## START Source extract
We create a small Convolutional Neural Network (CNN) model with two convolutional layers, one max pooling, and three fully-connected layers. You can learn more about CNNs in the Deep Learning Fundamentals course.

class Net(nn.Module):
    def __init__(self):
        super().__init__()
        self.conv1 = nn.Conv2d(3, 6, 5)
        self.pool = nn.MaxPool2d(2, 2)
        self.conv2 = nn.Conv2d(6, 16, 5)
        self.fc1 = nn.Linear(16 * 5 * 5, 120)
        self.fc2 = nn.Linear(120, 84)
        self.fc3 = nn.Linear(84, 10)

    def forward(self, x):
        x = self.pool(F.relu(self.conv1(x)))
        x = self.pool(F.relu(self.conv2(x)))
        x = torch.flatten(x, 1) # flatten all dimensions except batch
        x = F.relu(self.fc1(x))
        x = F.relu(self.fc2(x))
        x = self.fc3(x)
## END Source extract
**Directive A**
Copy out the CNN code excerpt verbatim, from start to finish.
## START Data provided
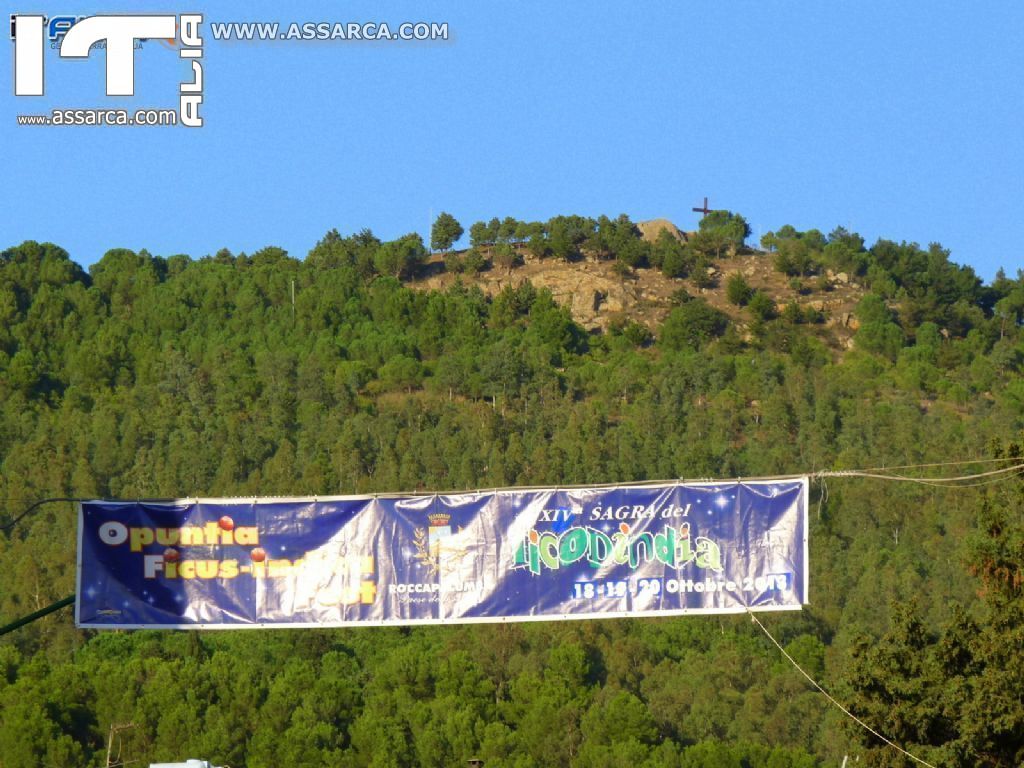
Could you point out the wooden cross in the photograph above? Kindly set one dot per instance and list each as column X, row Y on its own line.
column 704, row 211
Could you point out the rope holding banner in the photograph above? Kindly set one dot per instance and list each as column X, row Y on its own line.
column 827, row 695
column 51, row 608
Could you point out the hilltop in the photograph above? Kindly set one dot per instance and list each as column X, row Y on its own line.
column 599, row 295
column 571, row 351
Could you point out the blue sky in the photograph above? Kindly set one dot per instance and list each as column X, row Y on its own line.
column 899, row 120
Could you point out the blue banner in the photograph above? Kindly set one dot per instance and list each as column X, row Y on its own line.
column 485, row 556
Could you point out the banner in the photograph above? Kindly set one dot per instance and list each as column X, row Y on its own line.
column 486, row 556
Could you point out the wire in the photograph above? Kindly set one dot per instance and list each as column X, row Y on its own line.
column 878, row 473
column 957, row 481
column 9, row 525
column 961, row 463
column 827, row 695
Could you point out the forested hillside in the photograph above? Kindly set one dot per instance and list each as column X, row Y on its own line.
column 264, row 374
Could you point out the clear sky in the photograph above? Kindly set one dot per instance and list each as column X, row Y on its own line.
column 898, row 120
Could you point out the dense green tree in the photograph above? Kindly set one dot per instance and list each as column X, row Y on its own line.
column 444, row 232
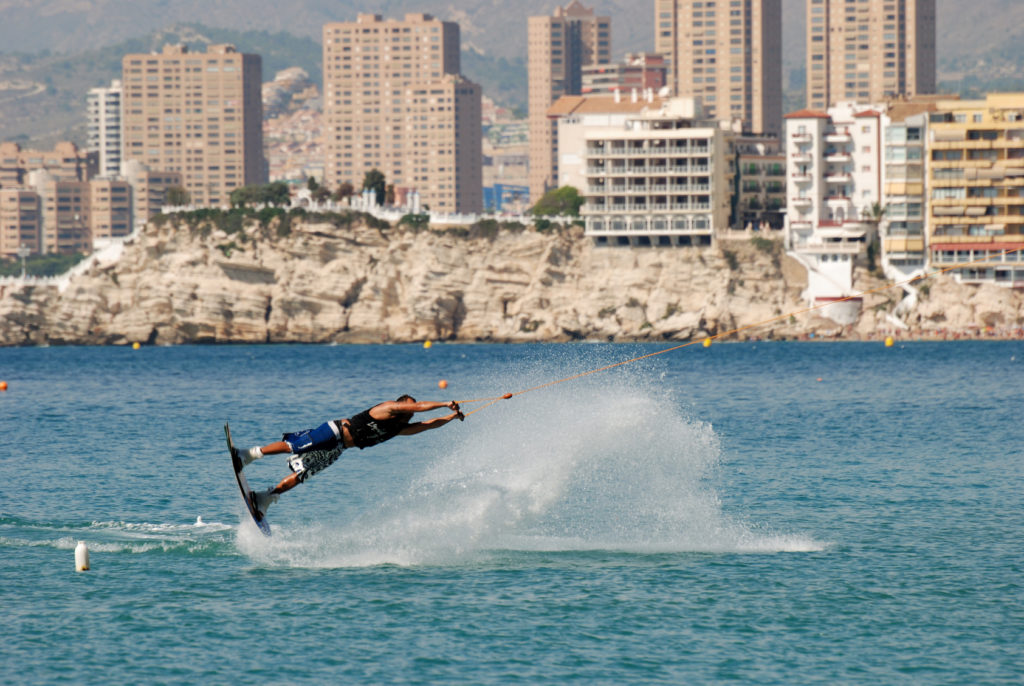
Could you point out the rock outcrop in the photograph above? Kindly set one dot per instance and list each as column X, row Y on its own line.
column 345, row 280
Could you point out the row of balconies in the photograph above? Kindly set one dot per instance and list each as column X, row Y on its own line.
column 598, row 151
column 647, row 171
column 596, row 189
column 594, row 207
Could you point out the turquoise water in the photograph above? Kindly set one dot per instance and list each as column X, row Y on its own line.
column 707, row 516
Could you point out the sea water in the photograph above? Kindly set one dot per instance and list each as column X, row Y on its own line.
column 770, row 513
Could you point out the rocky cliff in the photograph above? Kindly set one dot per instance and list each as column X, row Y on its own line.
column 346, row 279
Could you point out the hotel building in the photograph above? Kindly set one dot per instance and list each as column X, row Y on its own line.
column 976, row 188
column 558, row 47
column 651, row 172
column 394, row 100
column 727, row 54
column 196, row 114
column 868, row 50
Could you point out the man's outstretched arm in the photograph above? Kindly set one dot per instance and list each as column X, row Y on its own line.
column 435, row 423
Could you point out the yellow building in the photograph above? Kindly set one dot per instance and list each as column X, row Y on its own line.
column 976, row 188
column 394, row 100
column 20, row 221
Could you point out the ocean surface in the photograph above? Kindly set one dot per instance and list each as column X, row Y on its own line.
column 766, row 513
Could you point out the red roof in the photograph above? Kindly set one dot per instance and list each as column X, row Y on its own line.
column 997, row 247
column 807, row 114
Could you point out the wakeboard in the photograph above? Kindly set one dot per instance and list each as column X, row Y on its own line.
## END Data provided
**Directive B**
In the entries, reproduce everything from the line containing "Could you point out the hilltop" down to the line containing "column 898, row 120", including both of those lines.

**Correct output A**
We create a small Convolutional Neural Network (CNN) model with two convolutional layers, one max pooling, and three fully-connected layers. You can learn more about CNNs in the Deep Learning Fundamentals course.

class Net(nn.Module):
    def __init__(self):
        super().__init__()
        self.conv1 = nn.Conv2d(3, 6, 5)
        self.pool = nn.MaxPool2d(2, 2)
        self.conv2 = nn.Conv2d(6, 16, 5)
        self.fc1 = nn.Linear(16 * 5 * 5, 120)
        self.fc2 = nn.Linear(120, 84)
        self.fc3 = nn.Linear(84, 10)

    def forward(self, x):
        x = self.pool(F.relu(self.conv1(x)))
        x = self.pool(F.relu(self.conv2(x)))
        x = torch.flatten(x, 1) # flatten all dimensions except batch
        x = F.relu(self.fc1(x))
        x = F.relu(self.fc2(x))
        x = self.fc3(x)

**Correct output B**
Could you point out the hilltop in the photograph above? Kindly set one dot per instance and list each as column X, row Y on its own line.
column 599, row 295
column 571, row 351
Could you point out the blue sky in the photograph above? Kindly set one dot per instance and list each as column X, row Y on its own line.
column 899, row 120
Could you point out the blue banner in the photograph above? Kindly set one dot per instance and list each as column X, row Y on its own line.
column 485, row 556
Could you point out the banner in the photograph above? Kindly set one dot per instance and list each as column X, row Y on its own line.
column 486, row 556
Could you point out the wire in the photograph above? Kindly set one dot per instance and list each as column X, row Y on its own line.
column 878, row 473
column 957, row 481
column 9, row 525
column 961, row 463
column 827, row 695
Could you point out the forested hillside in the photograph above? Kindly set one dot per instance and list each as column X, row Y on its own line.
column 264, row 374
Could you point out the clear sky in the photograph above? Kindly set one dot per instance and list each as column X, row Y on its own line.
column 898, row 120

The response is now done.